__To be done__
Replace "Kindly" with "Please" in the lines between the one holding "Would you mind indicating the uniform belt" and the end of the material, inclusive. Write out only those lines, with everything else unchanged.

[Rows from a dataset]
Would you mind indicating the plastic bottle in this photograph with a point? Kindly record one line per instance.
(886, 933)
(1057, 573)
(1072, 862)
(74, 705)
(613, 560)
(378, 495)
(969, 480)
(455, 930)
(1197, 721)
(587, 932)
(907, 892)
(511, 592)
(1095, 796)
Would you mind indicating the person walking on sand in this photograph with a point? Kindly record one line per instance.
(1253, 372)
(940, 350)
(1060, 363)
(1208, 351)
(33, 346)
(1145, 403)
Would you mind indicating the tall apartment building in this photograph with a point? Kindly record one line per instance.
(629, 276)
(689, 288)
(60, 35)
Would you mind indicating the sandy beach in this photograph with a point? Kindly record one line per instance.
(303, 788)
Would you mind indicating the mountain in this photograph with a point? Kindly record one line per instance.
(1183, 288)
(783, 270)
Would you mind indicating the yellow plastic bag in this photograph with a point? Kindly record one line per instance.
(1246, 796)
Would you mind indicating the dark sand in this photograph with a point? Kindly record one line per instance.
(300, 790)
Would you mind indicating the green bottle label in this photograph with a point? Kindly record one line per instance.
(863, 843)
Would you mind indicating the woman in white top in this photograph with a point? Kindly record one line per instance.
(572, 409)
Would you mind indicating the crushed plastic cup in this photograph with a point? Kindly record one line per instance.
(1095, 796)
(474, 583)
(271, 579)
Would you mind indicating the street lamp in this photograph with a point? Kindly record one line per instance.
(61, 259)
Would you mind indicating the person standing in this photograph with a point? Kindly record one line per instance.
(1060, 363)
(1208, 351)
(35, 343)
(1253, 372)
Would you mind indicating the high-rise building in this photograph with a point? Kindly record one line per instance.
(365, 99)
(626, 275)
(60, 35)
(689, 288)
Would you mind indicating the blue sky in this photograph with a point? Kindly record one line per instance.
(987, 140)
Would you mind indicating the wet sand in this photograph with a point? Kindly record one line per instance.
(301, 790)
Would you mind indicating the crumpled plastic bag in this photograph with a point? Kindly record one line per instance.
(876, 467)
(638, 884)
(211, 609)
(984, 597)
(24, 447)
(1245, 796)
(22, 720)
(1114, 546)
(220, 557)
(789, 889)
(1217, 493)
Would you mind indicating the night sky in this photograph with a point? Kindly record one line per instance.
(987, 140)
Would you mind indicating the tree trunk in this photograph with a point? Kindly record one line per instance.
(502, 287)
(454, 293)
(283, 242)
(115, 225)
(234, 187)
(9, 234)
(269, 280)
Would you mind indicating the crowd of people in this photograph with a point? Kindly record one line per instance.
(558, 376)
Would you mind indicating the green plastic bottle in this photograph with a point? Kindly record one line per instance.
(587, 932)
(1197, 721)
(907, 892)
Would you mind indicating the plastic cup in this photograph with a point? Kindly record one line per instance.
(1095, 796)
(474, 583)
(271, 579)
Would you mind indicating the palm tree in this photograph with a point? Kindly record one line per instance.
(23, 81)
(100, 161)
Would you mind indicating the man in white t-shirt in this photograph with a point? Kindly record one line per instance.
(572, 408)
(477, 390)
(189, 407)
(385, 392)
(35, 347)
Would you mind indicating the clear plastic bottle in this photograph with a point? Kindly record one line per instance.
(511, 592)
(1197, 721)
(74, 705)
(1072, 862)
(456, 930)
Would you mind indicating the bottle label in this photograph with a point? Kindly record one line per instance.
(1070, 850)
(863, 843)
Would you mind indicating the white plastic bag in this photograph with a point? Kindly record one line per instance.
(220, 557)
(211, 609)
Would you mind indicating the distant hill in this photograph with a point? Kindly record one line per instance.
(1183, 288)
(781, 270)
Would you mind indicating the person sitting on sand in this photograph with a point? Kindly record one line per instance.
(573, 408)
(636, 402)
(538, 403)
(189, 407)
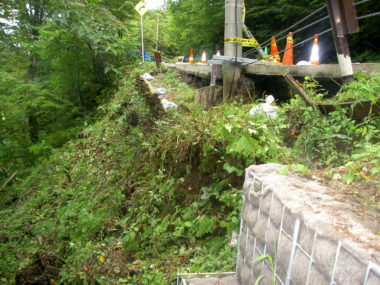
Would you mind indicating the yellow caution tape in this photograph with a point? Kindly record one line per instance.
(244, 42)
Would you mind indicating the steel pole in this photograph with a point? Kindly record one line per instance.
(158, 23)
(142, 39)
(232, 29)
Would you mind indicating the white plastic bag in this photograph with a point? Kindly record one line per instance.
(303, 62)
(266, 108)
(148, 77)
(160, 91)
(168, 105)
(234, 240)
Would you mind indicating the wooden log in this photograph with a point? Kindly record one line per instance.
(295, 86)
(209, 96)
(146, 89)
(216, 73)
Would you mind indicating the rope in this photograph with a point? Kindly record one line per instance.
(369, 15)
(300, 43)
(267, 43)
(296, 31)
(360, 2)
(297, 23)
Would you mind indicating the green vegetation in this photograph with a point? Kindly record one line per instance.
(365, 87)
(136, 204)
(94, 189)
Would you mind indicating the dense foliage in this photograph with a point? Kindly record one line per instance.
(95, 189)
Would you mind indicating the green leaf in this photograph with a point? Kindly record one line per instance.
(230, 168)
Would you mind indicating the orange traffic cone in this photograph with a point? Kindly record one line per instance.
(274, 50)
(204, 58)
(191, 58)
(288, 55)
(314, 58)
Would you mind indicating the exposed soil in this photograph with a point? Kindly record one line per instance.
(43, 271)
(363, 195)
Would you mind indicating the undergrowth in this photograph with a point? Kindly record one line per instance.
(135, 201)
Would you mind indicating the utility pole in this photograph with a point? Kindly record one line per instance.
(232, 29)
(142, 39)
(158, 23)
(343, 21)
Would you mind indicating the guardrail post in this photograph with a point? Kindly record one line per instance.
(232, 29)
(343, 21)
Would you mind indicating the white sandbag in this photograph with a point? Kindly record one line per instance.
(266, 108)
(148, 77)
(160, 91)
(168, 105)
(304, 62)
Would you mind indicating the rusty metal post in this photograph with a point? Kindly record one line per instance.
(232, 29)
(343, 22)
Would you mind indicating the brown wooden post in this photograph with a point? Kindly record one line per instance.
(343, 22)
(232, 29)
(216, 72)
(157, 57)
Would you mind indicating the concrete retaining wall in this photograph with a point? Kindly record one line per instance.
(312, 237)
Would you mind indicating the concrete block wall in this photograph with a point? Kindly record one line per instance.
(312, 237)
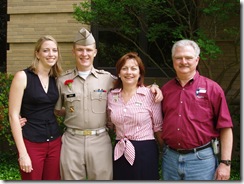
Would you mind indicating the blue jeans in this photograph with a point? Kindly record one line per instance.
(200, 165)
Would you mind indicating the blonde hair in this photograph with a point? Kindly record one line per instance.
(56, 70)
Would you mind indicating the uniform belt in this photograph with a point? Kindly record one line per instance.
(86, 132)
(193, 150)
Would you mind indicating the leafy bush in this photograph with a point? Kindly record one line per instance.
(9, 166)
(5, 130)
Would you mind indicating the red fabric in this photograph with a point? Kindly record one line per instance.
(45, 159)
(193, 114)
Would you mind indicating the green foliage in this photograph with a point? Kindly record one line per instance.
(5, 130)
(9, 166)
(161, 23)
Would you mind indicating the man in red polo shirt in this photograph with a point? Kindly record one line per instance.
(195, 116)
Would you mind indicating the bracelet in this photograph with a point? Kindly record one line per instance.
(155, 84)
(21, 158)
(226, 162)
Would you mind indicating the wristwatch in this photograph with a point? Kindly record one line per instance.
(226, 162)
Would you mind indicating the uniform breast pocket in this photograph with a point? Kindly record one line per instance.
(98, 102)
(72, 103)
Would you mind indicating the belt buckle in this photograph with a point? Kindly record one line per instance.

__Task answer__
Would you mind indicating the uniform belt in this photograph with a point? Please record one line per instance.
(86, 132)
(193, 150)
Would you mind indicating the leafy bush in this photograph with a point? Please record one line per instance.
(9, 166)
(5, 130)
Would you mind indicating the red fabric in this photograph with a point? Please record one line per instance.
(45, 159)
(193, 114)
Would you mind indicating the green foliage in this photograph with a point? Please record one line per instance.
(5, 130)
(9, 166)
(161, 23)
Would you mind indicating the man in red polo shirt in this photograph with a point? Please record one line per instance.
(195, 116)
Would you mind indicating the bracelet in this photograph with a point? Please record one line per instance.
(155, 84)
(21, 158)
(226, 162)
Would you mind indicating the wristwatch in this photograph with a point? Please record one line per instance.
(226, 162)
Would you mind indicating the uniform breast pocket in this photograph with a point? Please record one line per instance.
(98, 102)
(72, 103)
Would you mind indicating the belt buckle in this photograph with a point? Please record one line per instance.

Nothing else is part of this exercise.